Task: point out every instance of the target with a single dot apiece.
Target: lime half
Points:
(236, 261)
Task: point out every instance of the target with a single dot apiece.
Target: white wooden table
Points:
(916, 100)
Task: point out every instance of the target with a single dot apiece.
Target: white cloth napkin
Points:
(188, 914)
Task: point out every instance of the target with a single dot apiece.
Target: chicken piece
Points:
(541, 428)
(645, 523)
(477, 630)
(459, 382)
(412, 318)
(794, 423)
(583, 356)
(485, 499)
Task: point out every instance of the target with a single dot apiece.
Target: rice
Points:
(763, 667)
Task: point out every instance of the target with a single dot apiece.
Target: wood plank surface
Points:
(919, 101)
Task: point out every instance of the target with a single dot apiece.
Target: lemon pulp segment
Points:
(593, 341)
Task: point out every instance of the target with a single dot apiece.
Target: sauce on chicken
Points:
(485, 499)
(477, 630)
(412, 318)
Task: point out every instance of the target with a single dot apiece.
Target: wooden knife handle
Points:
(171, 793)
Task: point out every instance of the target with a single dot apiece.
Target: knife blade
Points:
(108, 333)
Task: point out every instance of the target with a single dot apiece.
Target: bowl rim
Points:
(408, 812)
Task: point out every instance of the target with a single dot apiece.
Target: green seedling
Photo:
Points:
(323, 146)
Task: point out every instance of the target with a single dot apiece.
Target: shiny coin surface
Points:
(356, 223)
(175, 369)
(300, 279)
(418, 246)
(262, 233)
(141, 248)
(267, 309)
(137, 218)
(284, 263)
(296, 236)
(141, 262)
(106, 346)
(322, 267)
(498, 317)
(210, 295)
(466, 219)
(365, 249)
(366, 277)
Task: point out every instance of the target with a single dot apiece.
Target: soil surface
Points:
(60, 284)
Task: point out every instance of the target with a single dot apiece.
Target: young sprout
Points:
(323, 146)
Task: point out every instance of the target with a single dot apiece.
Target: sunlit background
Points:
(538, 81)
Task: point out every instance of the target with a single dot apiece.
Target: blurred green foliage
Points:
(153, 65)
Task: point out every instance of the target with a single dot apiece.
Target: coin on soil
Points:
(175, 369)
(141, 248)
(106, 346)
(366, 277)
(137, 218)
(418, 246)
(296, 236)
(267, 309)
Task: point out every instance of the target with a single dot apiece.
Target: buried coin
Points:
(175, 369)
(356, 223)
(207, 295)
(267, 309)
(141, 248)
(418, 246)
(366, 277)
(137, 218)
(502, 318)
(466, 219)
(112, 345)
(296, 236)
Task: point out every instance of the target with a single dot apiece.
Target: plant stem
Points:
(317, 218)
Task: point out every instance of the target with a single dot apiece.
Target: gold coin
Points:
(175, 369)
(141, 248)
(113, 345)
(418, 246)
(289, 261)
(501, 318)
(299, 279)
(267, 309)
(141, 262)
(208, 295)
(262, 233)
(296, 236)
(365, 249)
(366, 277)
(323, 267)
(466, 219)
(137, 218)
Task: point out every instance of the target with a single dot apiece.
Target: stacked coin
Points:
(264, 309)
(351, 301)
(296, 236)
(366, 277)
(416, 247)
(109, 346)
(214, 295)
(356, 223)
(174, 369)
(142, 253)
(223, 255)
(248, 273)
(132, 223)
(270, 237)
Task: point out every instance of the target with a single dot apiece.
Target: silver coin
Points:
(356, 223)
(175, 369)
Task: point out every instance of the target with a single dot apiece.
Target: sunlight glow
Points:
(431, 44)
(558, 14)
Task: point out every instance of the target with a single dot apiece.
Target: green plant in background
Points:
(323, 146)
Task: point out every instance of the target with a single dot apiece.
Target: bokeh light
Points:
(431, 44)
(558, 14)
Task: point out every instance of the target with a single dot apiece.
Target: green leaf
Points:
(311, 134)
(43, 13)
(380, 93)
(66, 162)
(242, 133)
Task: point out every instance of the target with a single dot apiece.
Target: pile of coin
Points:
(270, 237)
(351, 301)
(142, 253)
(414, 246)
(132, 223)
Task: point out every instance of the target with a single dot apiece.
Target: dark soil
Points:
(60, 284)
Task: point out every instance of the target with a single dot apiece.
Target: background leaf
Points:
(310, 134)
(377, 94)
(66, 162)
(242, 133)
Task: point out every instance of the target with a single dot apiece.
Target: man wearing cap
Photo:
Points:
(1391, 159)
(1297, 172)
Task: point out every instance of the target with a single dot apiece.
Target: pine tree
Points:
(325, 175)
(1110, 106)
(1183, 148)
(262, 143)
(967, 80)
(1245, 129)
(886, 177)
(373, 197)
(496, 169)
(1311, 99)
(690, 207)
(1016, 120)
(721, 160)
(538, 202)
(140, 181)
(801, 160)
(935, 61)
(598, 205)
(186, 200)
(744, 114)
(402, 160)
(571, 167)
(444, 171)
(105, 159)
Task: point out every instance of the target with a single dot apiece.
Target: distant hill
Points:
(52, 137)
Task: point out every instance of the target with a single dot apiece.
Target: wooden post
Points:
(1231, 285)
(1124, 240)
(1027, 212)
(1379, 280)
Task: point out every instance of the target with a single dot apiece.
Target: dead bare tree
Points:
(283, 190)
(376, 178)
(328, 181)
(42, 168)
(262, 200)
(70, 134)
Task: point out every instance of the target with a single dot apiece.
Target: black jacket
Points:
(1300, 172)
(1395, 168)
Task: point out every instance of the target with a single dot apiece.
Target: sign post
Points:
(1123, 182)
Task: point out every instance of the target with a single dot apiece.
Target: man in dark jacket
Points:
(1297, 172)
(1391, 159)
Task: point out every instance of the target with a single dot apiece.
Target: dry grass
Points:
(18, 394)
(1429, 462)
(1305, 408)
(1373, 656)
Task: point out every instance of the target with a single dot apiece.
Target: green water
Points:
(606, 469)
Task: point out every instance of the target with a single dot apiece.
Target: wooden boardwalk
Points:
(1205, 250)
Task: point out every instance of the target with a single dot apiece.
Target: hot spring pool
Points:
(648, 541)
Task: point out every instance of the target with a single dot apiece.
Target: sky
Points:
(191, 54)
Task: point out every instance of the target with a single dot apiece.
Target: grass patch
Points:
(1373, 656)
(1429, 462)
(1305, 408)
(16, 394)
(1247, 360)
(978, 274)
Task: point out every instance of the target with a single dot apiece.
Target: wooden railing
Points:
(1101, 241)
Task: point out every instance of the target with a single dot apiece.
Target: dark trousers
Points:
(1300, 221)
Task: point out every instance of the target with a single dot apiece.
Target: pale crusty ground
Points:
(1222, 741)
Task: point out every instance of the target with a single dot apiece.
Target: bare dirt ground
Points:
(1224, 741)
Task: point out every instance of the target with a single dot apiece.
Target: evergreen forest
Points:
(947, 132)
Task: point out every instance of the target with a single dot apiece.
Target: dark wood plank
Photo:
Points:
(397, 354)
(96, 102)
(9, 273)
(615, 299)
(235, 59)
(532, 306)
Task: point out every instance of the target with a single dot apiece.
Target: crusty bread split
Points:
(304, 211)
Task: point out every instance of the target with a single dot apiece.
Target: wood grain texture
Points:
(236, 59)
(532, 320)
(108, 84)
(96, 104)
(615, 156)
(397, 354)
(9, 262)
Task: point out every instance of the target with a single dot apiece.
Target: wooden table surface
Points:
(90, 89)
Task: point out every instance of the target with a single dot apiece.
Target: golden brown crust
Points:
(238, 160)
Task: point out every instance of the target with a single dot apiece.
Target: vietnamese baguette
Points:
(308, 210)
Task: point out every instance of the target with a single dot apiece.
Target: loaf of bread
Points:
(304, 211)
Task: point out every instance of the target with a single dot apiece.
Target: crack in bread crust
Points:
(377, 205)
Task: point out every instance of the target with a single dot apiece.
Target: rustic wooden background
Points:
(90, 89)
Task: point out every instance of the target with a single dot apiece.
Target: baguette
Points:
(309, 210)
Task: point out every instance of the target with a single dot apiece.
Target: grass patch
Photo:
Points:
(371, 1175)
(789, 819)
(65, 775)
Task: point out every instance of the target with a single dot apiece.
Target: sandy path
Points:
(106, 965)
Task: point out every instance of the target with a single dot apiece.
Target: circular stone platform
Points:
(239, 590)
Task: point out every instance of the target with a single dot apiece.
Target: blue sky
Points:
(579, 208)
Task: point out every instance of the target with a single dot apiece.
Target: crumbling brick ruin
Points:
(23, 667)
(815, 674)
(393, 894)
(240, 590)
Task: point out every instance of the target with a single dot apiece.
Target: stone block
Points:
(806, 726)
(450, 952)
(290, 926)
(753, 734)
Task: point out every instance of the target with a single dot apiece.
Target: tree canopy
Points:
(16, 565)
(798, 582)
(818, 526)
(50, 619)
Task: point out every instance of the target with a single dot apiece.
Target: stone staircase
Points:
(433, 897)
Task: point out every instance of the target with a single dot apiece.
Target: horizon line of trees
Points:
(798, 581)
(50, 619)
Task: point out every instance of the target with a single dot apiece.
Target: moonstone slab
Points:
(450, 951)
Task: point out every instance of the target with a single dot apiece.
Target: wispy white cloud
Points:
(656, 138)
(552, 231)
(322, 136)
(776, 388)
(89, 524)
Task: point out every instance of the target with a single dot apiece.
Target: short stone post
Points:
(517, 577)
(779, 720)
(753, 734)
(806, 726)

□ □ □

> Exercise description
Count the lines of the records that contain the word "plant" and give only that number.

> Problem solution
2